__Compito breve 1__: Riporta fedelmente il passo del testo sulle lotte dei braccianti da "Una concezione che" a "distruttivi quanto ingenerosi.".

__Estratto del testo__:
Dopo l'occupazione delle terre il punto più alto dal movimento bracciantile fu toccato con le lotte per il salario. Brano giornate di tensioni, in un crescendo di partecipazione, giorno dopo giorno, ad oltranza. Giornate di sciopero che pesavano a tutti, sia ai protagonisti dello scontro che alla città, per la paralisi che si veniva a creare.
Questo modo di condurre le lotte col tempo creò non poche difficoltà alla costruzione d'altre iniziative definite in ore ben limitate.
Una concezione che veniva da lontano, presente anche nella sinistra, che in alcune occasioni sfociava in proteste fine a se stesse e in mugugni di piazza tanto distruttivi quanto ingenerosi.
Una concezione non del tutto superata, che in alcuni momenti rispunta con motivazioni le più disparate, tendenti molte volte alla difesa del proprio particolare a scapito degli interessi dei meno protetti della stessa categoria.
Il declino di questa categoria come classe sociale, accomunata da medesimi interessi e modi di pensare, inizia verso la metà degli anni '70 e segue di pari passo le continue crisi del comparto e l'affermarsi della politica agricola comunitaria, piano Mansholt, che puntava alla razionalizzazione e alla formazione di una rete di medie e grandi aziende a conduzione prevalentemente capitalistica.
Questa politica nel suo agire metteva in luce l'arretratezza del compatto e l'inadeguatezza della risposta sul versante dei contenuti da parte del mondo agricolo e commerciale, compreso il sindacato.

__Compito breve 2__: Nei record, sostituisci "red winter coat" con "red parka" dalla riga con "the red winter" alla riga con "x=253, y=207". Riscrivi solo queste righe e lascia invariato tutto il resto.

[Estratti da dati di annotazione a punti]
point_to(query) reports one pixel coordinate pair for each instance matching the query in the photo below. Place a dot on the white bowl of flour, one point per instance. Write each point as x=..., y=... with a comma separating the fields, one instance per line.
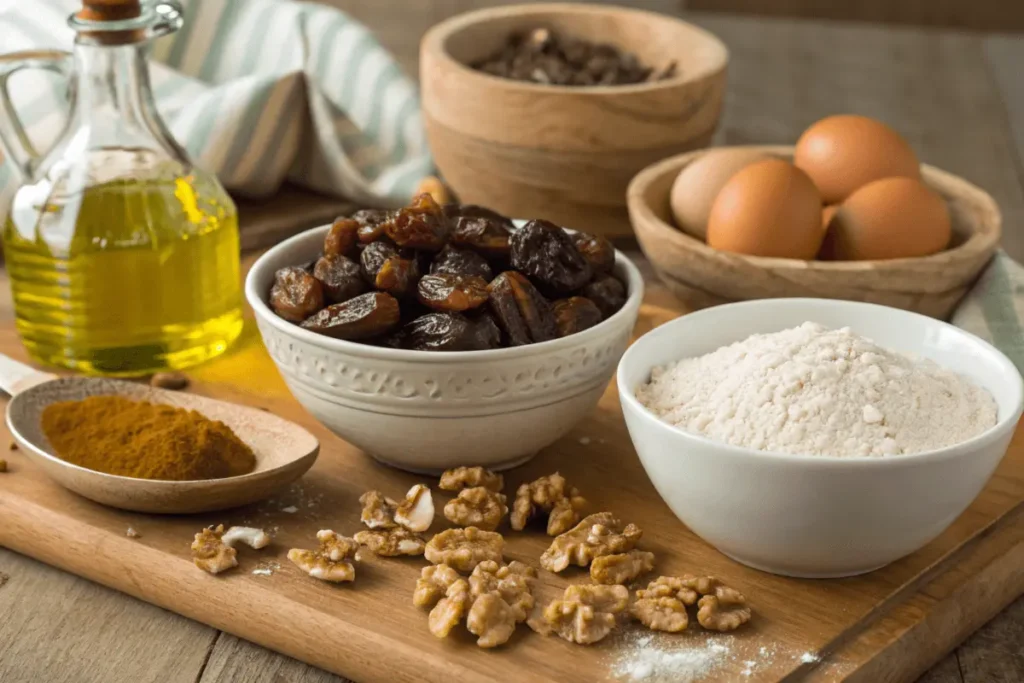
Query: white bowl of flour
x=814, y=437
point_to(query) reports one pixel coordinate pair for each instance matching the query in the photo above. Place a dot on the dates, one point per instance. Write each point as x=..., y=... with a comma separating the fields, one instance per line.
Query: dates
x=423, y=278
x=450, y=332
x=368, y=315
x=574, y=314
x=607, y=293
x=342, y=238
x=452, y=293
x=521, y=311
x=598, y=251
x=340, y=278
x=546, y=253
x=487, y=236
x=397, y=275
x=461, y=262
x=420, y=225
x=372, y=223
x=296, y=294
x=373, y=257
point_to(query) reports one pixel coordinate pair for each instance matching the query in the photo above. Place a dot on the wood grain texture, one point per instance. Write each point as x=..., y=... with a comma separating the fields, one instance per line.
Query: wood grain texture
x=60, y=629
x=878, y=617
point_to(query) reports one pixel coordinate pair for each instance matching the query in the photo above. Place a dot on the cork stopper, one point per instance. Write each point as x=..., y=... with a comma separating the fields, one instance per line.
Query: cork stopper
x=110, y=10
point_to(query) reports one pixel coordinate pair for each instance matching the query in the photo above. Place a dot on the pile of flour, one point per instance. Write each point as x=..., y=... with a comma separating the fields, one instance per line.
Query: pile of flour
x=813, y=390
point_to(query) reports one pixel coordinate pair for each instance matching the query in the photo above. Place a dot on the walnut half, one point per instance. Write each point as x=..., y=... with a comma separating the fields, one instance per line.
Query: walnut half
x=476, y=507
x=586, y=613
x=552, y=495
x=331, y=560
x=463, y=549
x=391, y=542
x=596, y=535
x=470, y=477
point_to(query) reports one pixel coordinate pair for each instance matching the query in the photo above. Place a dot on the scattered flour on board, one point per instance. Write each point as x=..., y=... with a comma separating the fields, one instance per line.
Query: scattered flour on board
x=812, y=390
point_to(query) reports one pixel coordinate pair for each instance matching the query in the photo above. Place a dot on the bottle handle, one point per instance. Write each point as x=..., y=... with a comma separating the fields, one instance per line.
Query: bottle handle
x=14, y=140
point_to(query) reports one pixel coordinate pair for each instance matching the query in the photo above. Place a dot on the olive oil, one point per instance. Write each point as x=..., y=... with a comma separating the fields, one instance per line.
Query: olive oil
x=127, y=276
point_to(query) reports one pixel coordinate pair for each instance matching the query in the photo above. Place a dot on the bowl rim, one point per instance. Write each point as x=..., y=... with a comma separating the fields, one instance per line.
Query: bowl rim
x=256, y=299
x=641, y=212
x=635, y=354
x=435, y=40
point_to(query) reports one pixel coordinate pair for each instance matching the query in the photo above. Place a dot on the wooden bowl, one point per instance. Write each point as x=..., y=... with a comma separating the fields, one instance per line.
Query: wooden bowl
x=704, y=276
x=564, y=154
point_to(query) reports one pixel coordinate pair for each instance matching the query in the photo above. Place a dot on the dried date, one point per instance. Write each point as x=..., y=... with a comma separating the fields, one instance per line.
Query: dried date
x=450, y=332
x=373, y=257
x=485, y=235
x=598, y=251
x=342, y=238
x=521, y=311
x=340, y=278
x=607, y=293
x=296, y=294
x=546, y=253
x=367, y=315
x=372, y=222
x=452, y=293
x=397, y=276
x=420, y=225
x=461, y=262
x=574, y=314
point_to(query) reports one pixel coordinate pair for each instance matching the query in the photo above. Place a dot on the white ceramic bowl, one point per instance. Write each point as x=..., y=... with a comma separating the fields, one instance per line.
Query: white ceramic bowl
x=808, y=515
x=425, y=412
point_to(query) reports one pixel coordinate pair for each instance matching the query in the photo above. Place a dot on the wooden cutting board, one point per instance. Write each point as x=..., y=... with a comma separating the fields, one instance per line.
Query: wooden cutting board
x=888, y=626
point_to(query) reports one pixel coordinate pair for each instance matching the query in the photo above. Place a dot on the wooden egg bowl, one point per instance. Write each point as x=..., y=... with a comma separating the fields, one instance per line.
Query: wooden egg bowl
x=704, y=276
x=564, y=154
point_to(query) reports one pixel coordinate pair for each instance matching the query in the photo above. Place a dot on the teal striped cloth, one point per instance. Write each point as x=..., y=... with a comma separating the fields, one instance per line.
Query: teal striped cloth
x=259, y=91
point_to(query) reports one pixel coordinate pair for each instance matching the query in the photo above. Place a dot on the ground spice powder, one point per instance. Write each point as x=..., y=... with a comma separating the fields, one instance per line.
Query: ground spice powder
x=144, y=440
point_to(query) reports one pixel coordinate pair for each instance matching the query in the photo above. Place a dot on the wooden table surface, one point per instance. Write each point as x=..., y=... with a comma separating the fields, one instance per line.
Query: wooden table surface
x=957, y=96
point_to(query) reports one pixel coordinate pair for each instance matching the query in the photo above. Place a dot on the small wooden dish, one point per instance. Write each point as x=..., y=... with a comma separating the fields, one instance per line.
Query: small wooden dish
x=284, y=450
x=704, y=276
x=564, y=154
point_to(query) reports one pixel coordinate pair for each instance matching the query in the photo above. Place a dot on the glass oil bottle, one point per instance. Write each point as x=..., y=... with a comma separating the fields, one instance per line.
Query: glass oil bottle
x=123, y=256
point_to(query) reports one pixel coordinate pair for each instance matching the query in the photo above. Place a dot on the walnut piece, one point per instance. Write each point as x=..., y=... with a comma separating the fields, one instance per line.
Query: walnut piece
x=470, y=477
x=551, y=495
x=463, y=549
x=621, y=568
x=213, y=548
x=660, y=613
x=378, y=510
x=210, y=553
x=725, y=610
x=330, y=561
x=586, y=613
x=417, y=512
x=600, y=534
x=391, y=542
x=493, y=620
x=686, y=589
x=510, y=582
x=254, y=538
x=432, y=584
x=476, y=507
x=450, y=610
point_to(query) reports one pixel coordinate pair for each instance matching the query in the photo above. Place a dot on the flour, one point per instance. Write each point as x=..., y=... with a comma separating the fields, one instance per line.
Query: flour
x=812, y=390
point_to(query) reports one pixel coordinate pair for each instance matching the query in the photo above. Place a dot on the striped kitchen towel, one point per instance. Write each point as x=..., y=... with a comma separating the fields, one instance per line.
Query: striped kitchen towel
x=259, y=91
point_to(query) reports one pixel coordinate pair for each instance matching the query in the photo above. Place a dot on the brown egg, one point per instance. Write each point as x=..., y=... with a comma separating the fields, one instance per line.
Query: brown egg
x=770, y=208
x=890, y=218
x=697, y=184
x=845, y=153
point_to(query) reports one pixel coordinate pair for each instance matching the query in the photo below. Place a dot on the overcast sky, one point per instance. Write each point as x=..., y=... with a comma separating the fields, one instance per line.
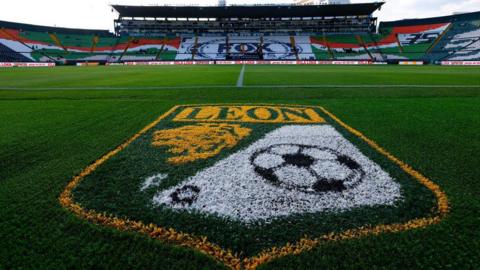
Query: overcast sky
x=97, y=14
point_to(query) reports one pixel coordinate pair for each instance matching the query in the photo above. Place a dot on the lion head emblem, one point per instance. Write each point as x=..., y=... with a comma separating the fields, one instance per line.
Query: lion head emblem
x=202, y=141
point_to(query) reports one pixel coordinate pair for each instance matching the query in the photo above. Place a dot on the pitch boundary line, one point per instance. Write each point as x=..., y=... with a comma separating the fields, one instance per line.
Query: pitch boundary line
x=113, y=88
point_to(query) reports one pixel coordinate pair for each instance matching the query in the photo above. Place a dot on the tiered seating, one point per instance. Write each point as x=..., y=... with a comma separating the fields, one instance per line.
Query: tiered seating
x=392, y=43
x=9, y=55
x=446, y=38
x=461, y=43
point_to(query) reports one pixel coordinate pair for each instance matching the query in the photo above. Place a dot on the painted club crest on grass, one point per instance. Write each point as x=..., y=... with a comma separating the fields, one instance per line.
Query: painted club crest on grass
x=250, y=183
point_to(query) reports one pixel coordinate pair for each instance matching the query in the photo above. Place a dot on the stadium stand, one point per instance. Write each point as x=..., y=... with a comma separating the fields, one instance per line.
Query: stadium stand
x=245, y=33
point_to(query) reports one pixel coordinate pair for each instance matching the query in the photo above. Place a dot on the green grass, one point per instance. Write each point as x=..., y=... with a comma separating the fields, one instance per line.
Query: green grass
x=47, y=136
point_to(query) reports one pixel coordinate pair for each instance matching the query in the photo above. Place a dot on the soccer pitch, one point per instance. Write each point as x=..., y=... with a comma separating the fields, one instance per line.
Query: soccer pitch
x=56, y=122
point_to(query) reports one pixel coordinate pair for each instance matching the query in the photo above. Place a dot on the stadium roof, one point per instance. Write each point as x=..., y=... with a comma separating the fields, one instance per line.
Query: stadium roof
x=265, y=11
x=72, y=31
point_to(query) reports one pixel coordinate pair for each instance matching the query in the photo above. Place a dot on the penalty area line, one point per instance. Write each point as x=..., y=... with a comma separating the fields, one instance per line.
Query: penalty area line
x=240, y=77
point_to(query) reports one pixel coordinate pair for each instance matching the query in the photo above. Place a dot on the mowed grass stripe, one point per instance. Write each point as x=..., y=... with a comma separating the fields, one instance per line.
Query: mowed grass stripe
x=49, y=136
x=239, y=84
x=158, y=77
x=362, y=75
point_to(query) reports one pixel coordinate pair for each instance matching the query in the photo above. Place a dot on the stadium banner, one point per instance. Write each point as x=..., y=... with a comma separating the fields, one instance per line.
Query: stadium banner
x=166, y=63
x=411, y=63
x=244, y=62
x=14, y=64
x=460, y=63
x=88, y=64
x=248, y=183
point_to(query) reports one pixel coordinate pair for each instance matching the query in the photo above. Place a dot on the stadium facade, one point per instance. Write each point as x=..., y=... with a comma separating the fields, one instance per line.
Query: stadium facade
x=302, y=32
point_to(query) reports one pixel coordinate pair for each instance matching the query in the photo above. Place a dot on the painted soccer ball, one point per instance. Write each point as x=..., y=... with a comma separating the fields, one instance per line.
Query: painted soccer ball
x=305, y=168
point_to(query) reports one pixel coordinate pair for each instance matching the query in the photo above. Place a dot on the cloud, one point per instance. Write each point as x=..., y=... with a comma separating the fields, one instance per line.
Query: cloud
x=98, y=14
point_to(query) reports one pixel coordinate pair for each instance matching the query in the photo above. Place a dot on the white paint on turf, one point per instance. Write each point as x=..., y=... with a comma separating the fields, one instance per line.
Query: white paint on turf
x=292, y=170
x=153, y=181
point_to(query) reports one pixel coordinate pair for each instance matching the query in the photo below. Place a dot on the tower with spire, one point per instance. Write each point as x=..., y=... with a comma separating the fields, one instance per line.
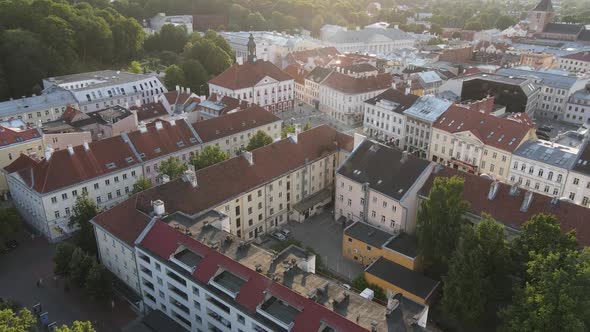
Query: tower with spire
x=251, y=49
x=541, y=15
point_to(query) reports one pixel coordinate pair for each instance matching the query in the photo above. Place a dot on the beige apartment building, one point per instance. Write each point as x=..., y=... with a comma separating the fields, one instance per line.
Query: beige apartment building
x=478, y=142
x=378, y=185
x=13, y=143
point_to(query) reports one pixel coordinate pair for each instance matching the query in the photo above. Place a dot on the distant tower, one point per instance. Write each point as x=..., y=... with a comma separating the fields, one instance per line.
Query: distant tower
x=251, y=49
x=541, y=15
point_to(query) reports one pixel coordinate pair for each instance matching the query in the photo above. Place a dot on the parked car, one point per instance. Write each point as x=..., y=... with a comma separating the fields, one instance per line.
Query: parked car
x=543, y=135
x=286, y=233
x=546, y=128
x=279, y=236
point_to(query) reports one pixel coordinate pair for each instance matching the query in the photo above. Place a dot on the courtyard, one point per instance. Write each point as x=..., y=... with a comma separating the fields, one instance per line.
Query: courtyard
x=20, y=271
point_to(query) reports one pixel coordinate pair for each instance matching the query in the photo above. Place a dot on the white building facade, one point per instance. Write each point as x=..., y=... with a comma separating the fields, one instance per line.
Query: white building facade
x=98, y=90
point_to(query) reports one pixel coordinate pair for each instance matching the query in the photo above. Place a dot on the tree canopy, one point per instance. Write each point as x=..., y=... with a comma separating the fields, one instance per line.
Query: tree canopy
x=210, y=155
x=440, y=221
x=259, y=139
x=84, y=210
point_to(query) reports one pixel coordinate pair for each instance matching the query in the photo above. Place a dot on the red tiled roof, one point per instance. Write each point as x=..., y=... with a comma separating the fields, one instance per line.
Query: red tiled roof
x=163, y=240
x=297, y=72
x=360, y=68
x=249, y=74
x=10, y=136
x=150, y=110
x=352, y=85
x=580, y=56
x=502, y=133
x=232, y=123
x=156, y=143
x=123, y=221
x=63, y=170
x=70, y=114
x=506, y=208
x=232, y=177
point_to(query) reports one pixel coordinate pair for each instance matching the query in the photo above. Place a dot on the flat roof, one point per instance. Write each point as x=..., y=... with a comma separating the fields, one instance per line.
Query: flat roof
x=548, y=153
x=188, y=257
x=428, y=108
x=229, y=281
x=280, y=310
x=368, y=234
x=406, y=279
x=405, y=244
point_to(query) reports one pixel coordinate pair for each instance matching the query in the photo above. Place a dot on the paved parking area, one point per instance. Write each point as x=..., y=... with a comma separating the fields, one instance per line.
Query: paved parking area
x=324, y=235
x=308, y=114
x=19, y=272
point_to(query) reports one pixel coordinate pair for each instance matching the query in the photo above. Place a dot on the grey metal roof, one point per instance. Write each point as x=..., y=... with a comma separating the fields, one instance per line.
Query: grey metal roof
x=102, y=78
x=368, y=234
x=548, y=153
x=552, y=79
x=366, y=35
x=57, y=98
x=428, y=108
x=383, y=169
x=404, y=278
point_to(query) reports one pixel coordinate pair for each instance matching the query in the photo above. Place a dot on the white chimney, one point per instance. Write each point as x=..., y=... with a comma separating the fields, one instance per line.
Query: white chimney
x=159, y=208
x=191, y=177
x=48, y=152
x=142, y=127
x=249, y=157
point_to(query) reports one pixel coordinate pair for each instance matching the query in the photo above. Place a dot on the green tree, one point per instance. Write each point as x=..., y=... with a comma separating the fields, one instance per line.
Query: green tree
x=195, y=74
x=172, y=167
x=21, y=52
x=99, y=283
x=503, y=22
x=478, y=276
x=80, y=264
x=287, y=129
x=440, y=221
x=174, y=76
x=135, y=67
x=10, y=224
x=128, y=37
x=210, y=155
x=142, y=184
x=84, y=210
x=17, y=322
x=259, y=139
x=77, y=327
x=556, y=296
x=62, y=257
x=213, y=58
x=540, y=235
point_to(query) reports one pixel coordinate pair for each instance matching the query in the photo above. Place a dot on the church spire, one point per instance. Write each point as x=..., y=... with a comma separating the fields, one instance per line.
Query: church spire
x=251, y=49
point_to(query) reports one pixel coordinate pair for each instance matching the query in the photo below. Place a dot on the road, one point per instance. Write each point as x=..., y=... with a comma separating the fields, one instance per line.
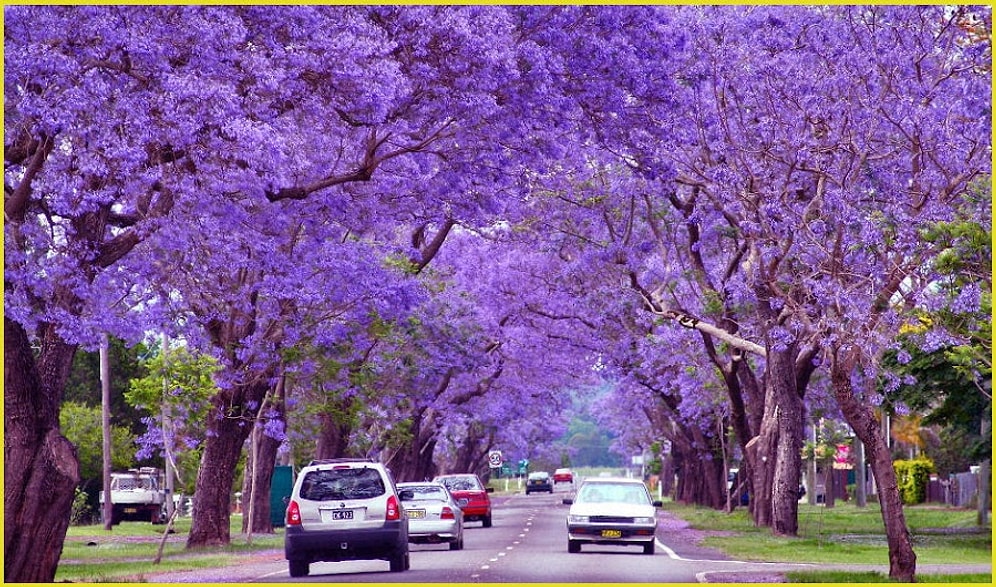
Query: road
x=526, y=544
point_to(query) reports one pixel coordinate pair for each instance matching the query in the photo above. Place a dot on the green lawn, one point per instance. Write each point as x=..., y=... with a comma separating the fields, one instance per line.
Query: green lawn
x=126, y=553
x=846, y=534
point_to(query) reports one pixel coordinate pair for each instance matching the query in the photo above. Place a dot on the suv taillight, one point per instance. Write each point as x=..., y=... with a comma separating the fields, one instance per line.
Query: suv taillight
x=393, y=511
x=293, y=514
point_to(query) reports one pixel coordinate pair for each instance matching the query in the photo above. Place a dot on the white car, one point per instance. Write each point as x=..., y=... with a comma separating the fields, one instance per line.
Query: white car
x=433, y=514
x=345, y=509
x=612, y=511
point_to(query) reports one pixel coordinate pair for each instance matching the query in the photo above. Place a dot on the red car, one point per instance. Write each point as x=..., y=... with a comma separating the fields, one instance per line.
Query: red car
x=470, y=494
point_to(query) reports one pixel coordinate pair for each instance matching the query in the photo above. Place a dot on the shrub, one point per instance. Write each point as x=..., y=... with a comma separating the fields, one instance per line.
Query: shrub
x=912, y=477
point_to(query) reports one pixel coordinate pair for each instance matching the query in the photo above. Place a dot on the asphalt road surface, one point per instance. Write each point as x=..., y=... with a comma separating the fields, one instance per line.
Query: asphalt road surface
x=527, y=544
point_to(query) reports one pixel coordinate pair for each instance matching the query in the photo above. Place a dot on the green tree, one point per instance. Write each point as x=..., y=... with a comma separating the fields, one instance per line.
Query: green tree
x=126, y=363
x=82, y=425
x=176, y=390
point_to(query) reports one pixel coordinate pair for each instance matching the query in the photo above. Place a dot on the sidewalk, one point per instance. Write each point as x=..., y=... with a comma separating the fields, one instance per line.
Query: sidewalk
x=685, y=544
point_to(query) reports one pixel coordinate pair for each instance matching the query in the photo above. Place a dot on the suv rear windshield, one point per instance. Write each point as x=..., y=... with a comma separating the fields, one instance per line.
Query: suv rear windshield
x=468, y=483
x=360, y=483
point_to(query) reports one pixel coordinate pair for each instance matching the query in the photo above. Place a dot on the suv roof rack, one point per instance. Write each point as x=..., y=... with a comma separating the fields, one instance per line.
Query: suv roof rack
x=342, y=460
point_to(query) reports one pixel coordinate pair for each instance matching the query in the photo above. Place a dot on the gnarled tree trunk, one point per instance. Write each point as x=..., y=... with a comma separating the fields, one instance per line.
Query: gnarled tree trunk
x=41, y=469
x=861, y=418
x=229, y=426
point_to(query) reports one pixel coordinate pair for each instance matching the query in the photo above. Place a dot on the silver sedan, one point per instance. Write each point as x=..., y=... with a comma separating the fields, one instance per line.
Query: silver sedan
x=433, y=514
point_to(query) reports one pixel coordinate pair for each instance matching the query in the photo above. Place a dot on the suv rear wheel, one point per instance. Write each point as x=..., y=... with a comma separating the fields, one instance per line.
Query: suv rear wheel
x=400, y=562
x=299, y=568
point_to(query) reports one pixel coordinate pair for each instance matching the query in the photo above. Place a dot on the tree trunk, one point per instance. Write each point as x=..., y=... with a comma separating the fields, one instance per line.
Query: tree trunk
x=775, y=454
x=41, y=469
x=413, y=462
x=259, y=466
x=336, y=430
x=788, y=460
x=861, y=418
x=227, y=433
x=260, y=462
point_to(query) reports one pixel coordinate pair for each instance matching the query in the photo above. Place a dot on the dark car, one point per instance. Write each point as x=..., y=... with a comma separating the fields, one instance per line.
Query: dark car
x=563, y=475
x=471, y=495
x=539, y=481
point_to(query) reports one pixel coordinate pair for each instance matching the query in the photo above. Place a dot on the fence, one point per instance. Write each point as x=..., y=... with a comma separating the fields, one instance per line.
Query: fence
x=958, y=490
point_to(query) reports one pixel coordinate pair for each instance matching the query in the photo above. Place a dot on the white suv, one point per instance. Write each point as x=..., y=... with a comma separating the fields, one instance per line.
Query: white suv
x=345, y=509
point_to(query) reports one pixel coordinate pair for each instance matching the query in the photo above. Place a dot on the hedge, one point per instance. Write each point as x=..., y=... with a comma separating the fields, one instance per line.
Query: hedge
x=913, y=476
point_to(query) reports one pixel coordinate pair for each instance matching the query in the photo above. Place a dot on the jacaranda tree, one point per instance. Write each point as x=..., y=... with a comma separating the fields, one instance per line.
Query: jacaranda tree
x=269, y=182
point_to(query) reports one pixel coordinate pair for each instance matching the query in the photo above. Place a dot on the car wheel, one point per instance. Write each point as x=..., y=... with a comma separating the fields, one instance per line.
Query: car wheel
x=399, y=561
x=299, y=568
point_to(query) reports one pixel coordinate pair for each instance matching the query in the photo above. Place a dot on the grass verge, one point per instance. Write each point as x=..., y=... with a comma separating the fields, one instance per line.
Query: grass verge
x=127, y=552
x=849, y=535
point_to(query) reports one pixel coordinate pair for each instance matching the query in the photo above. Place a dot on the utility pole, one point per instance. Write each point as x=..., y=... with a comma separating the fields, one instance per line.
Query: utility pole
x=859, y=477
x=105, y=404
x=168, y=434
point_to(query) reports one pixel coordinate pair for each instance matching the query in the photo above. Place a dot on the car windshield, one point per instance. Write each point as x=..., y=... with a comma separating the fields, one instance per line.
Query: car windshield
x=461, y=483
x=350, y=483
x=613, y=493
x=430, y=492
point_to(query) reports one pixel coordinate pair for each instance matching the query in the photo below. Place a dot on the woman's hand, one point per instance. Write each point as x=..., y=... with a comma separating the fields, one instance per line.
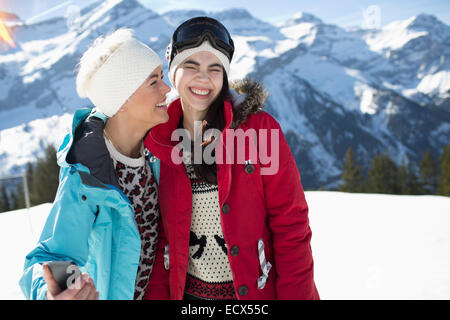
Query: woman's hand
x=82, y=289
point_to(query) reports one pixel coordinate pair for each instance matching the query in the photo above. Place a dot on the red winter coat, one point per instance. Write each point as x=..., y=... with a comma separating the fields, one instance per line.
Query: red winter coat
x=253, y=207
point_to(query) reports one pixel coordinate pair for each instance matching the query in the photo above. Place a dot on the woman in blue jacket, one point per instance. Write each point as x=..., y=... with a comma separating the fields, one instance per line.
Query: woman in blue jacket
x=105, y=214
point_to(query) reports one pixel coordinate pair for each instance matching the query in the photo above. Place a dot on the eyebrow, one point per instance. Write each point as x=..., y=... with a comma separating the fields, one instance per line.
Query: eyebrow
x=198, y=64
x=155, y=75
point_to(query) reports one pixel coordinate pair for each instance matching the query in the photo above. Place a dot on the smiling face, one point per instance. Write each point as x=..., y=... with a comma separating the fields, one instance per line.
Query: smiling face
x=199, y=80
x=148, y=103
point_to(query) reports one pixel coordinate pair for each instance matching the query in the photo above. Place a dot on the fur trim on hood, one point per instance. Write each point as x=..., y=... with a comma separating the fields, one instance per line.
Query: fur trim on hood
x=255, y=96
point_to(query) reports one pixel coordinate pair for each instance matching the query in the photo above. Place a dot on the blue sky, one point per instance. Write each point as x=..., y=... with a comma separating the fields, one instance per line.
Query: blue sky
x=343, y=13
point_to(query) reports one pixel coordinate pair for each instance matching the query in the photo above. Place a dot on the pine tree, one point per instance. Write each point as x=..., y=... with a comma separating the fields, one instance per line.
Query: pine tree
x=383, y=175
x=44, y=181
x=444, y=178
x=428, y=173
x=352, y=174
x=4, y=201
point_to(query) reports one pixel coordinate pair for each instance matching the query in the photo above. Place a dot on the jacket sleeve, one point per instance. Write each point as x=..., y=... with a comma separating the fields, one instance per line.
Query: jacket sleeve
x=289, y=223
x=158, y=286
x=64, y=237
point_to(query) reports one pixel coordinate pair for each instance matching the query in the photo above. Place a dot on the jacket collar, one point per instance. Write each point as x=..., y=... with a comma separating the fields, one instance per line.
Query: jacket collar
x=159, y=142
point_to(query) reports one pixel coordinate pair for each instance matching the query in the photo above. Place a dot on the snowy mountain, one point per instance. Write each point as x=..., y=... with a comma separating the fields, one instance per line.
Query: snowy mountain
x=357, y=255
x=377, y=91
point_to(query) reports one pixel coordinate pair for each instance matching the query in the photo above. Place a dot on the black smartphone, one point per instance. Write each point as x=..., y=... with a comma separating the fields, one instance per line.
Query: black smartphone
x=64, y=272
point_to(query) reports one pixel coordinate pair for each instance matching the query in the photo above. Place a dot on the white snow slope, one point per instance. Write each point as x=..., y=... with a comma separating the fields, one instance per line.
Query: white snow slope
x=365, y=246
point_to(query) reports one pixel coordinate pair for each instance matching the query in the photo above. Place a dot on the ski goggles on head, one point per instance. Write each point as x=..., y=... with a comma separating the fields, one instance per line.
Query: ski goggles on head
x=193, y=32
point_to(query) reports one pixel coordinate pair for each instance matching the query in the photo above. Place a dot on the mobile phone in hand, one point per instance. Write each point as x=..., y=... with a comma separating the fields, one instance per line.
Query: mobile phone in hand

__Soluzione scritta 1__:
Una concezione che veniva da lontano, presente anche nella sinistra, che in alcune occasioni sfociava in proteste fine a se stesse e in mugugni di piazza tanto distruttivi quanto ingenerosi.

__Soluzione scritta 2__:
point_to(query) reports one pixel coordinate pair for each instance matching the query in the photo above. Place a dot on the red parka, one point per instance. Write each point as x=..., y=... with a comma separating the fields, one instance per line.
Query: red parka
x=253, y=207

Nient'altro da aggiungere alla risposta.